What is asked
a - Please repeat the stretch of the LOADALL excerpt from "To run normal" through "protected mode altogether.", word for word.
b - Decide whether each statement agrees with the LOADALL excerpt, answering yes or no and quoting the words from the excerpt that settle it. (i) In 286 LOADALL, the table was fixed at memory address 0x800. (ii) LOADALL can switch the 286 back to real mode. (iii) When an interrupt is called, the upper 16 bits of EIP are pushed to the stack.

Source document
* * * * * * * * *
After returning from protected mode, you can easily do:

; assuming FS has loaded a 4GB data segment from Protected Mode
mov ax,0
mov fs,ax
mov edi,1048576 ; point above 1MB
mov byte [fs:edi],0 ; Set a byte above 1MB.

286 lacks this capability because to exit protected mode, the CPU has to be reset, so all registers are destroyed (but see LOADALL below).

Huge real mode

The above unreal mode theory can be applied to CS as well, making it possible to execute code at a position over 1MB when EIP > 0xFFFF. However when calling an interrupt, the upper 16 bits of EIP are not pushed to the stack, so on return you will not return where you were. Therefore, huge real mode was not very much used.

LOADALL

At that time, a now non-existent and mostly undocumented instruction existed, LOADALL (0xF 0x5 in 286, 0xF 0x7 in 386). LOADALL used, as the name implies, to load all the registers (including the GDTR and IDTR) from one table in memory. In 286 LOADALL (which was not accessible from 386), this table was fixed at memory address 0x800, whereas in 386 LOADALL it reads the buffer pointed to by real mode ES:EDI. Because the CPU does not check in any way if any of the values loaded by LOADALL are valid, LOADALL was used by many tools at the time, including HIMEM.SYS, for various infamous actions:

To access the entire memory from real mode without entering protected mode and unreal mode.
To run real code with paging.
To run 32bit code in real mode.
To run normal 16-bit code inside protected mode without VM86 (which was not there in 286). This was done by trapping each memory access (which would lead to GPF because all the segments were marked non-present) and emulating the desired result by using another LOADALL. Of course this was too slow, but it led to the creation of the VM86 mode in 386, where LOADALL eventually faded out.

LOADALL cannot switch the 286 back to real mode, but using LOADALL removes the need to enter protected mode altogether.

LOADALL 286 itself was mentioned in the manuals and was partially documented; by contrast, LOADALL 386 was heavily obscure, probably to induce the programmers to take advantage of the new VM86 mode.

HIMEM.SYS

Protected mode is complex and, without a debugger available, it is prone to lots of unsolvable crashes. To help the programmers, Microsoft created a driver that was able to manage protected mode from a normal 16-bit DOS application, allowing it to access high memory. that time, extended memory was mostly, if not totally, used to cache data from the disk, especially from big apps. HIMEM puts the CPU in unreal mode (or it uses LOADALL in 286) and provides a simple interface to the applications that want more memory without messing with the protected mode details. By enabling the A20 line, HIMEM allowed a portion of DOS COMMAND.COM to reside in the high memory area when config.sys had a DOS=HIGH directive.
* * * * * * * * *
Extracted entries
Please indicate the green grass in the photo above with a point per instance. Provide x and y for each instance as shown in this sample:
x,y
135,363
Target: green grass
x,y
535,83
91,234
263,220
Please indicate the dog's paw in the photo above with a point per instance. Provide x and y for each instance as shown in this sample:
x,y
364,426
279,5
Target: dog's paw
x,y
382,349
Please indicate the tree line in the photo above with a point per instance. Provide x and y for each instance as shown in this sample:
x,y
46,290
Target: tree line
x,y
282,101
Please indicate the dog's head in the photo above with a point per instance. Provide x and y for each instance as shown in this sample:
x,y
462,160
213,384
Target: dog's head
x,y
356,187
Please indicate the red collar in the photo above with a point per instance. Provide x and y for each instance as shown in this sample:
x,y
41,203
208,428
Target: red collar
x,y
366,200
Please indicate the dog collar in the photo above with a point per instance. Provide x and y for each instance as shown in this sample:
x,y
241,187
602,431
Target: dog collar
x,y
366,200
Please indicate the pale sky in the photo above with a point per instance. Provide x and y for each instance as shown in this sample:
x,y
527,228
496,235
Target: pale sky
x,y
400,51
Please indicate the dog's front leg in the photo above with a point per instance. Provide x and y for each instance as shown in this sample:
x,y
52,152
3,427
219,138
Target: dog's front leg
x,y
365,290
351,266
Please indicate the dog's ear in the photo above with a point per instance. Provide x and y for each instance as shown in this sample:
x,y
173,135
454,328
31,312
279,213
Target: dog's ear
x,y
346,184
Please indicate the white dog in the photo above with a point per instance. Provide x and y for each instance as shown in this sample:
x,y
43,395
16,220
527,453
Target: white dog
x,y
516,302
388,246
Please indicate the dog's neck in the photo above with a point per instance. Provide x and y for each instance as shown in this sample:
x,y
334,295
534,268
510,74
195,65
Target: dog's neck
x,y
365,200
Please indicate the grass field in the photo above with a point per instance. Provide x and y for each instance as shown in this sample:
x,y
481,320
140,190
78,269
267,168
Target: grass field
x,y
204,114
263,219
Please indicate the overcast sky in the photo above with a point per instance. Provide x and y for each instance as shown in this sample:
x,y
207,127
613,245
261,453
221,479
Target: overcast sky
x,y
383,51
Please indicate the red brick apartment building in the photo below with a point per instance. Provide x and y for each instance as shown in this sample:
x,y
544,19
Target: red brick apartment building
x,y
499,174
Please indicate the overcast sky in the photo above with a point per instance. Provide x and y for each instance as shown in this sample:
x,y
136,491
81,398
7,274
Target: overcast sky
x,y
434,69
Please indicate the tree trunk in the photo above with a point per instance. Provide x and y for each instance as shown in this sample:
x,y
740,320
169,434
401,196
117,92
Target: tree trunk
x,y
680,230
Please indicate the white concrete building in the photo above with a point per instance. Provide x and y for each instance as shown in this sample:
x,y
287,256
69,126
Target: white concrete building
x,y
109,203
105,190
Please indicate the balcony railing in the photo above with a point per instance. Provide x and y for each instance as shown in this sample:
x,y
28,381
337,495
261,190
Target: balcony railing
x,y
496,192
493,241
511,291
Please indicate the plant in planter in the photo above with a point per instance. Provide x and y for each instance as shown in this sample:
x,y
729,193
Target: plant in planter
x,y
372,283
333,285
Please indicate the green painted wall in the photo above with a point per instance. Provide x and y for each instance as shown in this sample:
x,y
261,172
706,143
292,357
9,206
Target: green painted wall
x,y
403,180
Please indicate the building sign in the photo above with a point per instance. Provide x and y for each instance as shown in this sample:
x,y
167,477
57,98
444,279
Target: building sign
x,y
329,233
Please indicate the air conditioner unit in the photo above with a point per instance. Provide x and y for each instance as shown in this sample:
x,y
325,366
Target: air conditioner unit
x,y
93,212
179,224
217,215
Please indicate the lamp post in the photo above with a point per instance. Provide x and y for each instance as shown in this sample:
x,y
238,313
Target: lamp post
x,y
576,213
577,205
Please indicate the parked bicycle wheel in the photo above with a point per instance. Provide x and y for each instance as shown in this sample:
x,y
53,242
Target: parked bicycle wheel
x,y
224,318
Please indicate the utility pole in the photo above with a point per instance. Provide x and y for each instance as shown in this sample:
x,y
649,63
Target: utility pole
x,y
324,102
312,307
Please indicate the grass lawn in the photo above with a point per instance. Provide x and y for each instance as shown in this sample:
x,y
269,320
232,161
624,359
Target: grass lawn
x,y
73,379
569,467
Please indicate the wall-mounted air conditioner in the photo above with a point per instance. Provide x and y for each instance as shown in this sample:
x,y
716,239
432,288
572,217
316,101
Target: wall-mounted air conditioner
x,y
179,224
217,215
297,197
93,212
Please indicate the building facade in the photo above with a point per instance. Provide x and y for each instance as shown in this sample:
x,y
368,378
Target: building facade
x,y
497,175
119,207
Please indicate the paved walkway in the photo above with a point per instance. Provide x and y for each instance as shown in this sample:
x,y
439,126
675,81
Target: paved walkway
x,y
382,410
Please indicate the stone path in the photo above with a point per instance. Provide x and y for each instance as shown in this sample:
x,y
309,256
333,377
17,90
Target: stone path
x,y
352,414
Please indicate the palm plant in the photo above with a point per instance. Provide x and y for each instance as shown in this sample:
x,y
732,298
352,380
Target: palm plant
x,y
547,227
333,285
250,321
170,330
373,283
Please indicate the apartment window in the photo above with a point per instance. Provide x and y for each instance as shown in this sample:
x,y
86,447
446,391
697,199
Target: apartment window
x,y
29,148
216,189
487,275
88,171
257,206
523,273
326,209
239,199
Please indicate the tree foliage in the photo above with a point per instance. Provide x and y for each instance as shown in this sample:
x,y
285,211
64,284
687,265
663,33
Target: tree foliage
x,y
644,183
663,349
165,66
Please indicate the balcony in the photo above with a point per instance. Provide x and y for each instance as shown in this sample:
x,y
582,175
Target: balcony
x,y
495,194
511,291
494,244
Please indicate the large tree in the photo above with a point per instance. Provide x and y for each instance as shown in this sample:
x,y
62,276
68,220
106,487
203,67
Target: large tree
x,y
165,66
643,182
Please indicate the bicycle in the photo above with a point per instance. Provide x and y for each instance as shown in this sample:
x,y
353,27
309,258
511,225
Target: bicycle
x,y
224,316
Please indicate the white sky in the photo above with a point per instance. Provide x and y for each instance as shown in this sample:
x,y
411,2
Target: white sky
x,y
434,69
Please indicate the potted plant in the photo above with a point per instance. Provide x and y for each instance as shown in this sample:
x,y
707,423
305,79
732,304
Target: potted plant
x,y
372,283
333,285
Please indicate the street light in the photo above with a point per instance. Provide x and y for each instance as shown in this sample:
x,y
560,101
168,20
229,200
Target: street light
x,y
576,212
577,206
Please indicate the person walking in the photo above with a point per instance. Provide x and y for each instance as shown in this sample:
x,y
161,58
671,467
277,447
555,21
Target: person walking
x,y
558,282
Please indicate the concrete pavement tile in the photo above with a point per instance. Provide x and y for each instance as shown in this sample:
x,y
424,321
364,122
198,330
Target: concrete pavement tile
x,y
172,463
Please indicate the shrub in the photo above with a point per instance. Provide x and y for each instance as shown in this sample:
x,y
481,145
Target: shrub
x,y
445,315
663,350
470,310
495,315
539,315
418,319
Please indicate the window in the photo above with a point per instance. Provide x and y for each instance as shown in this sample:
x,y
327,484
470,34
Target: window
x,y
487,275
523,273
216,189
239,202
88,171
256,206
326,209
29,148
* * * * * * * * *
Answers given
a -
To run normal 16-bit code inside protected mode without VM86 (which was not there in 286). This was done by trapping each memory access (which would lead to GPF because all the segments were marked non-present) and emulating the desired result by using another LOADALL. Of course this was too slow, but it led to the creation of the VM86 mode in 386, where LOADALL eventually faded out.

LOADALL cannot switch the 286 back to real mode, but using LOADALL removes the need to enter protected mode altogether.

b -
(i) Yes: "this table was fixed at memory address 0x800"
(ii) No: "LOADALL cannot switch the 286 back to real mode"
(iii) No: "the upper 16 bits of EIP are not pushed to the stack"